◆ **REQUEST**
Copy each line from the records that contains the string "pole".

◆ **RECORDS FOR THIS TASK**
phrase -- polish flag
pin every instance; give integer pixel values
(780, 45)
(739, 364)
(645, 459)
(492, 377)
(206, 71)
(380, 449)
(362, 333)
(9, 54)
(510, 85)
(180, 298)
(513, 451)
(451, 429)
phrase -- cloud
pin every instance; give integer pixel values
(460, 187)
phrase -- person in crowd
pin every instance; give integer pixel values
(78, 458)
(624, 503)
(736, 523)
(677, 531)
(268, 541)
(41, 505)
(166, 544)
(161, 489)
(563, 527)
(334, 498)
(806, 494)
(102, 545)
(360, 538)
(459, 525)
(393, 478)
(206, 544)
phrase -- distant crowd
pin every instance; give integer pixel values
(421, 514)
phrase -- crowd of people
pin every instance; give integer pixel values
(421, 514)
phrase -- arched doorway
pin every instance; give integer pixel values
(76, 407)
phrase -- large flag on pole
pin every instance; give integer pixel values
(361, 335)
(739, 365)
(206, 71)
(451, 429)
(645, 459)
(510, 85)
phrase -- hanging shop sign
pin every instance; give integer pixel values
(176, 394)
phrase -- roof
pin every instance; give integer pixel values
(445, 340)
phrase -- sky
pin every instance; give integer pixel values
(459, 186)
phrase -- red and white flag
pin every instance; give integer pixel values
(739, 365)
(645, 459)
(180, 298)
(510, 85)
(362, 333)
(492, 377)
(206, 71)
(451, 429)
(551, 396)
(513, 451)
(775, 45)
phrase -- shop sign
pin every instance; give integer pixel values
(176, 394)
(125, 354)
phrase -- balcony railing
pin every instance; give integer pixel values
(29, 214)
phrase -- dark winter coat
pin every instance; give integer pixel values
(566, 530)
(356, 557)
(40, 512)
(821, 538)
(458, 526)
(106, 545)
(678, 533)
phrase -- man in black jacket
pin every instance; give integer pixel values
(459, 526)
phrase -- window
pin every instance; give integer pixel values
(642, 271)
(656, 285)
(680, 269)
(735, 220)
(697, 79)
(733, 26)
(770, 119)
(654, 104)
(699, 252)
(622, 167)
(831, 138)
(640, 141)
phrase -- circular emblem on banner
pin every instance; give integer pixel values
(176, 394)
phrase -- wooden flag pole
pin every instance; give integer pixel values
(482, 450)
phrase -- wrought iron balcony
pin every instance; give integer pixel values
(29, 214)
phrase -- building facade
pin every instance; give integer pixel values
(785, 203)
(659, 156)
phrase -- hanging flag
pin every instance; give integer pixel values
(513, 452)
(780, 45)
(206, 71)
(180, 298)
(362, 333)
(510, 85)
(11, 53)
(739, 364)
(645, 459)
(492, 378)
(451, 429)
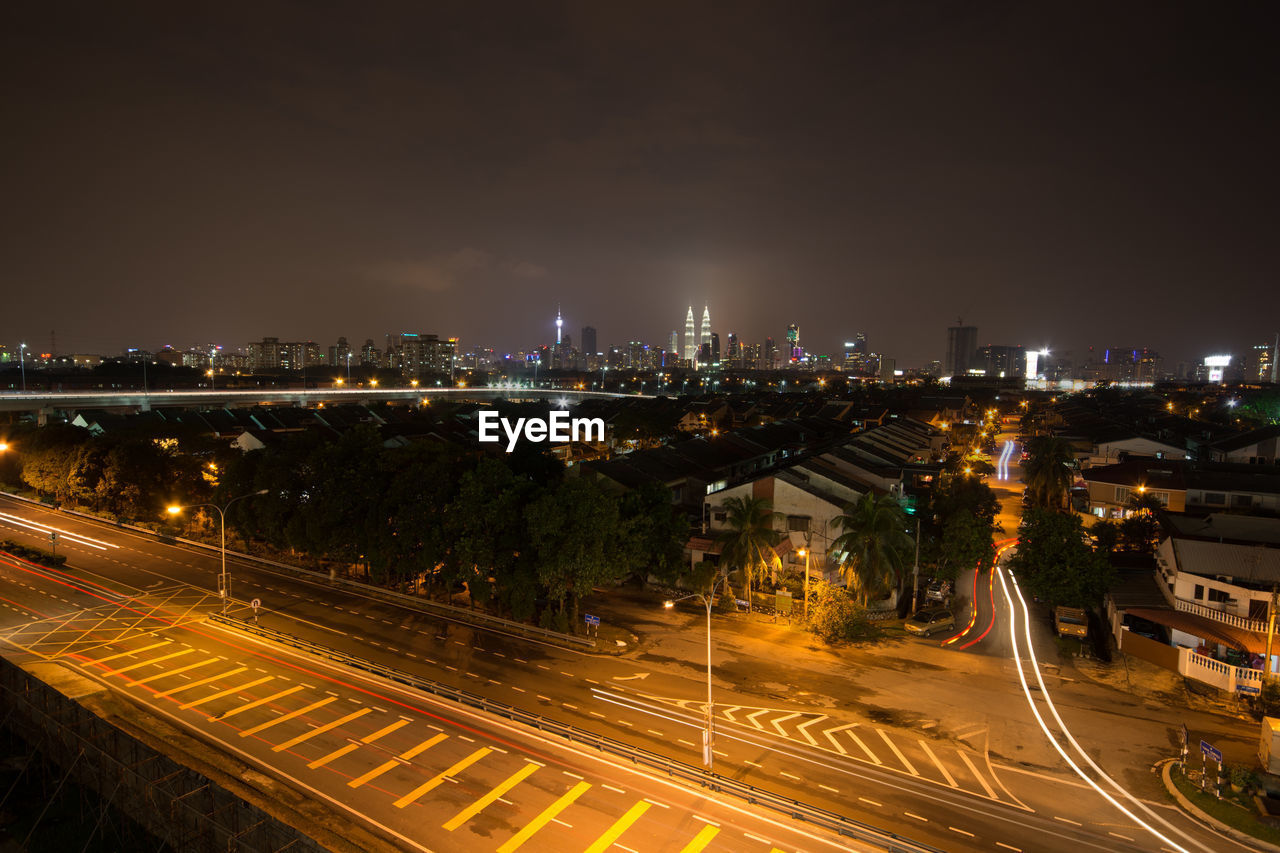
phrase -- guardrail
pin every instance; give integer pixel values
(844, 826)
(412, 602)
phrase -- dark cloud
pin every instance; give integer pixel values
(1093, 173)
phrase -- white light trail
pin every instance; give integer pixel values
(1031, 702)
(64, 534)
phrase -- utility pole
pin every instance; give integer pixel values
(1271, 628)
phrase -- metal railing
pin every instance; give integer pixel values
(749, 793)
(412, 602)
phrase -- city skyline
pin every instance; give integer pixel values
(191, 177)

--

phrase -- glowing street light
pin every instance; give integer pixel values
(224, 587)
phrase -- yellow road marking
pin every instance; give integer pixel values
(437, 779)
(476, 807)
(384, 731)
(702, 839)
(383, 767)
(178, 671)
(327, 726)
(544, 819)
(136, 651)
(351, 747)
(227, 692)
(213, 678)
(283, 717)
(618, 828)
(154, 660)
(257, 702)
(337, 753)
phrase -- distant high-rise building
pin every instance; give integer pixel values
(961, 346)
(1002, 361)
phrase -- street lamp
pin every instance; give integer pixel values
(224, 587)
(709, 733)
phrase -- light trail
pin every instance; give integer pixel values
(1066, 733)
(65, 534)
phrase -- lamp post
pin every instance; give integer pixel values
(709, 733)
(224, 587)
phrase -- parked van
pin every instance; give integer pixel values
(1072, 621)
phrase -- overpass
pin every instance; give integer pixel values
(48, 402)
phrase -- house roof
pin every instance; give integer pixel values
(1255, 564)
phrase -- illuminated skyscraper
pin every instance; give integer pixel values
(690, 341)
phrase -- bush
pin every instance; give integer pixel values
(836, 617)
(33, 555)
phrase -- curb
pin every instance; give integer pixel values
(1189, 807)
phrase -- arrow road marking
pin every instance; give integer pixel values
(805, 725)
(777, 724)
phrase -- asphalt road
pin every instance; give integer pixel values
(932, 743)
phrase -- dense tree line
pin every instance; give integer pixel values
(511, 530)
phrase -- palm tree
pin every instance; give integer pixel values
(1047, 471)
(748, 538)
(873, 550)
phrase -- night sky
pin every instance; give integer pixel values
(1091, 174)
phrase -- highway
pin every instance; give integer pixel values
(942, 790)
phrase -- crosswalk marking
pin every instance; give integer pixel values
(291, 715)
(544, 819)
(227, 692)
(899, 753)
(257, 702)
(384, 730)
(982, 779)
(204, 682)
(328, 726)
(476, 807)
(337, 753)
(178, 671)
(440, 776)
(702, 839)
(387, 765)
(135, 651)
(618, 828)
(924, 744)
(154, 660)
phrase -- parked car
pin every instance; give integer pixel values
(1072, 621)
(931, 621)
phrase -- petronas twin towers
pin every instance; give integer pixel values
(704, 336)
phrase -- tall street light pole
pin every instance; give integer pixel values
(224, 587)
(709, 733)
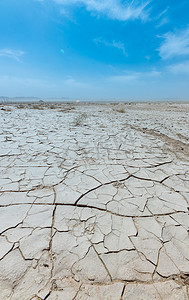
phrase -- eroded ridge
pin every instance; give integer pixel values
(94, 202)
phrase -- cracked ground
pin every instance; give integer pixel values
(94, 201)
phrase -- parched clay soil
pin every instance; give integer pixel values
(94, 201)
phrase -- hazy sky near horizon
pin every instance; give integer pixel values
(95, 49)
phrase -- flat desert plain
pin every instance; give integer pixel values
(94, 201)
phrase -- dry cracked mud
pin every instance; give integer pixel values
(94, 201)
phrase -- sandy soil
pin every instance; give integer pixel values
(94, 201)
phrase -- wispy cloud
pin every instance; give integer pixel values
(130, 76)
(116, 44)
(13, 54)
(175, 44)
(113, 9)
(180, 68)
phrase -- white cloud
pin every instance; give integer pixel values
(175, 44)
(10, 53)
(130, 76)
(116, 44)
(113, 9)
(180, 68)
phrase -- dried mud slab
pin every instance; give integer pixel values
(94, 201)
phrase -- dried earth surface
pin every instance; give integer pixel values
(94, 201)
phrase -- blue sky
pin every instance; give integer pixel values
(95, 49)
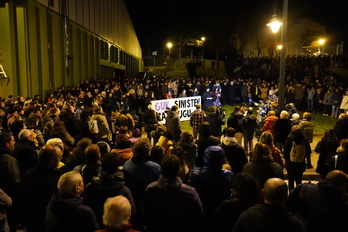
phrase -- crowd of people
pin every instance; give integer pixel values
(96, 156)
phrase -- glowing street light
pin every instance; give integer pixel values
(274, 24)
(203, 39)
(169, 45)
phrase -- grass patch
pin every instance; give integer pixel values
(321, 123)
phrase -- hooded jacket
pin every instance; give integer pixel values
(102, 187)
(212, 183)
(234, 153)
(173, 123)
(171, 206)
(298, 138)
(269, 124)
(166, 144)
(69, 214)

--

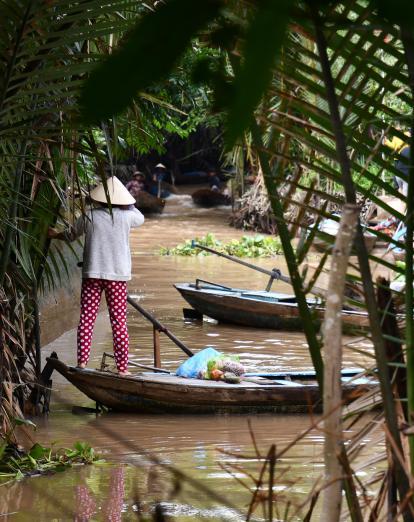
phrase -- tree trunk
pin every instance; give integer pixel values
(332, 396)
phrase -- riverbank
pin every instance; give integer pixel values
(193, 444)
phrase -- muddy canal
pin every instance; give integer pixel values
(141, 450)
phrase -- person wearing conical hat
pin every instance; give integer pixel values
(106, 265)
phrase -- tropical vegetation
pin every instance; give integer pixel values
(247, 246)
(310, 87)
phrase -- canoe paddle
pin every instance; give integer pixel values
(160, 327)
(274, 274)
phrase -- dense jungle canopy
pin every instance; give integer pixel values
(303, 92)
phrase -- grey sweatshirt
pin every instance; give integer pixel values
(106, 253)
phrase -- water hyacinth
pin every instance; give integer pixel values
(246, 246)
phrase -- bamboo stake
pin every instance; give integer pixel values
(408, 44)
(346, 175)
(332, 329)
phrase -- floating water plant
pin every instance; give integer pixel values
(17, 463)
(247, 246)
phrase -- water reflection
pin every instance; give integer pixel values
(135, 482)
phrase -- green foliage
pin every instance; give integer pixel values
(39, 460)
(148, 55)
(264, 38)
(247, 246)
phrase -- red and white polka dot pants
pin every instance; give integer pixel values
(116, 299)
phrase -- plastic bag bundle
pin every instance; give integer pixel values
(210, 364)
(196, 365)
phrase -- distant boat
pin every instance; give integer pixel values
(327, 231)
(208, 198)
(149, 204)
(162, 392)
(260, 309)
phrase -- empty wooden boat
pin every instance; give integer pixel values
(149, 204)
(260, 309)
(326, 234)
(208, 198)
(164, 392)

◆ **THE ANSWER**
phrase -- large flag on pole
phrase -- wooden flag pole
phrase -- utility pole
phrase -- tall street light pole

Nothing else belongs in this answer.